--- BEGIN DATA IN THIS EXERCISE ---

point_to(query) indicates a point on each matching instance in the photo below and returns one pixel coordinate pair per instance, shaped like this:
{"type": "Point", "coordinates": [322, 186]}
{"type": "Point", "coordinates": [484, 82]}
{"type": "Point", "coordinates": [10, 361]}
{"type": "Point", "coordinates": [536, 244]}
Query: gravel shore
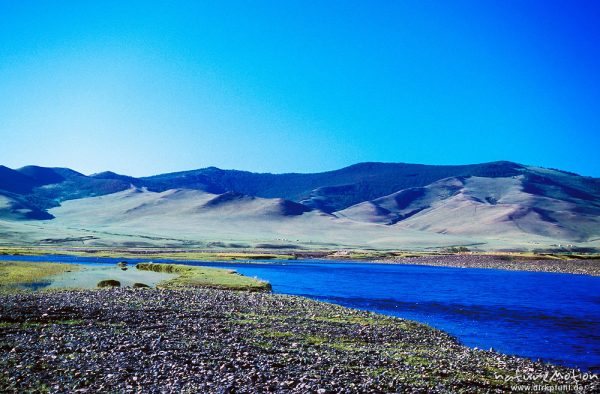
{"type": "Point", "coordinates": [583, 267]}
{"type": "Point", "coordinates": [216, 341]}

--- END DATA IN THIS EXERCISE ---

## GIVEN PROBLEM
Write out all of the lines above again with "gravel shore" changed to "pebble beach" and nothing else altered. Leave the pictures out.

## EXERCISE OUTPUT
point_to(query) indicates a point on each matching instance in the photo below and returns one pixel coordinate pair per instance, shaped like this:
{"type": "Point", "coordinates": [322, 186]}
{"type": "Point", "coordinates": [484, 82]}
{"type": "Point", "coordinates": [10, 361]}
{"type": "Point", "coordinates": [536, 244]}
Query: pebble beach
{"type": "Point", "coordinates": [583, 267]}
{"type": "Point", "coordinates": [216, 341]}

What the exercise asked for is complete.